* Testo dell'esercizio *
--------------------------------

Una donna medico alla scuola di Salerno

E invece no. Pietro Greco nel suo nuovo libro (Trotula, la prima donna medico d’Europa, L’Asino d’oro edizioni, pp. 205, euro 15,00 se acquistato sul sito dell’editore con accesso immediato all’e book e invio del libro cartaceo appena riprenderà l’attività di spedizione), sostiene che ci sono prove del fatto che Trotula sia esistita davvero e che davvero sia stata un grande medico, la più importante esponente di quelle donne che mille anni fa nella scuola di Salerno si occupavano di salute. E, probabilmente la prima ad inaugurare in Europa la cosiddetta “medicina delle donne”. Non solo, il suo lavoro non sarebbe un fulmine a ciel sereno, ma la conseguenza di una mente geniale che si è trovata al posto giusto nel momento giusto.

Per separare il grano dal loglio, ovvero ciò che è vero da ciò che è mito sulla figura di Trotula, Greco ci conduce in un viaggio nella Salerno dell’XI secolo dove esisteva la più importante scuola medica d’Europa. Una scuola laica che operava già prima dell’anno mille al di fuori dei conventi, dove invece dopo la caduta dell’Impero romano veniva sempre praticata la medicina.

Perché proprio a Salerno era nata questa scuola e perché lì poté operare Trotula? La storia è lunga, ma basti ricordare che gli elementi che concorrono a questo fenomeno sono molti: un governo in mano prima ai longobardi e poi ai normanni che favorisce la cultura laica e l’integrazione, la ricchezza della città, il clima di contaminazione culturale per cui le conoscenze di latini, longobardi, normanni, bizantini, arabi ed ebrei si incrociano e si compenetrano anche per quanto riguarda la medicina.

--------------------------------

* Dati da analizzare *
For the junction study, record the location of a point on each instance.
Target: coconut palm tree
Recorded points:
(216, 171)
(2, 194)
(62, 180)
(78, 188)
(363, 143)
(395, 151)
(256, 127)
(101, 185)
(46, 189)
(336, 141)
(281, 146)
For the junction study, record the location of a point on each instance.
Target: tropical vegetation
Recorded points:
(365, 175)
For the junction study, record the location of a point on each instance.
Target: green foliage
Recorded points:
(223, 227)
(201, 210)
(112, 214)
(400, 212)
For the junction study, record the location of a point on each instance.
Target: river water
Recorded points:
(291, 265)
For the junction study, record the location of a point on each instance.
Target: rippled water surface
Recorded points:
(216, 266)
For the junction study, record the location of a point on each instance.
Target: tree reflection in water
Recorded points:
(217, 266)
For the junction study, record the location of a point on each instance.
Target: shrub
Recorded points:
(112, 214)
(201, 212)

--------------------------------

* Elenco dei compiti *
a) Aggiorni il passo del testo sulla scuola di Salerno che va da "Per separare il" fino a "praticata la medicina.", sostituendo "Greco" con "Pietro Greco".
b) Secondo il testo sulla scuola di Salerno, in mano a chi era il governo della città?
I record costituiscono materiale distinto dal testo.

* Risposte ai compiti *
a)
Per separare il grano dal loglio, ovvero ciò che è vero da ciò che è mito sulla figura di Trotula, Pietro Greco ci conduce in un viaggio nella Salerno dell’XI secolo dove esisteva la più importante scuola medica d’Europa. Una scuola laica che operava già prima dell’anno mille al di fuori dei conventi, dove invece dopo la caduta dell’Impero romano veniva sempre praticata la medicina.

b) Prima ai longobardi e poi ai normanni.